══ Provided data ══

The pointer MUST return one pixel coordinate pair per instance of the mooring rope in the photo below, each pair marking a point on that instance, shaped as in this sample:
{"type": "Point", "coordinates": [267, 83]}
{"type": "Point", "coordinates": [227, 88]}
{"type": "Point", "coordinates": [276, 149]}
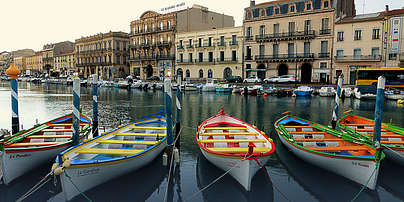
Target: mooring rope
{"type": "Point", "coordinates": [276, 187]}
{"type": "Point", "coordinates": [35, 188]}
{"type": "Point", "coordinates": [364, 186]}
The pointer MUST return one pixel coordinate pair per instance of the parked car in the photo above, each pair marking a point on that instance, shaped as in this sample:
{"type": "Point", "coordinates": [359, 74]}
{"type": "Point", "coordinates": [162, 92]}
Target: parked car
{"type": "Point", "coordinates": [272, 79]}
{"type": "Point", "coordinates": [252, 79]}
{"type": "Point", "coordinates": [234, 79]}
{"type": "Point", "coordinates": [153, 78]}
{"type": "Point", "coordinates": [287, 79]}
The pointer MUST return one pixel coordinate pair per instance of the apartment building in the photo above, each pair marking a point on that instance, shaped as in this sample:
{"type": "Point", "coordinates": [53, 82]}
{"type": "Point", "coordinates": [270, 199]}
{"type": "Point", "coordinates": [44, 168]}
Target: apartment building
{"type": "Point", "coordinates": [213, 53]}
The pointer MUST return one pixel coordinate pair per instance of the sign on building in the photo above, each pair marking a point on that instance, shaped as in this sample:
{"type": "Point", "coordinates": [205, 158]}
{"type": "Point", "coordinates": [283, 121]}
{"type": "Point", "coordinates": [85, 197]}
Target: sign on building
{"type": "Point", "coordinates": [395, 35]}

═══

▶ Required action
Nothing but the records, repeated exactly and stripped of pictures, should appear in the answer.

▶ Result of this exercise
The pointer MUST return one pixel coordinate pair per instance of the mooring rope in the photo below, each pair marking a point on that instance, shaped as in this sample:
{"type": "Point", "coordinates": [267, 83]}
{"type": "Point", "coordinates": [227, 88]}
{"type": "Point", "coordinates": [276, 149]}
Target: mooring rope
{"type": "Point", "coordinates": [276, 187]}
{"type": "Point", "coordinates": [35, 188]}
{"type": "Point", "coordinates": [364, 186]}
The pointer MUST return one pixel coordinate pair per instance of the parked car in the photo above, each pair marking a point on that instance, shaped as in this sample:
{"type": "Point", "coordinates": [359, 74]}
{"type": "Point", "coordinates": [162, 92]}
Target: parked car
{"type": "Point", "coordinates": [272, 79]}
{"type": "Point", "coordinates": [252, 79]}
{"type": "Point", "coordinates": [234, 79]}
{"type": "Point", "coordinates": [153, 78]}
{"type": "Point", "coordinates": [287, 79]}
The pointer MUST return one pixel coordinate pair per instance of the apartment building in the photo above, each pair marking a point on that instance, shaped as in this sample:
{"type": "Point", "coordinates": [53, 82]}
{"type": "Point", "coordinates": [270, 199]}
{"type": "Point", "coordinates": [44, 168]}
Target: apartment building
{"type": "Point", "coordinates": [213, 53]}
The pointer MUST return one pixel coordinate pair per instance of the sign on building in the photo above, each pair marking a point on that instance, shaped as in this sample:
{"type": "Point", "coordinates": [205, 158]}
{"type": "Point", "coordinates": [283, 121]}
{"type": "Point", "coordinates": [85, 197]}
Target: sign on building
{"type": "Point", "coordinates": [395, 35]}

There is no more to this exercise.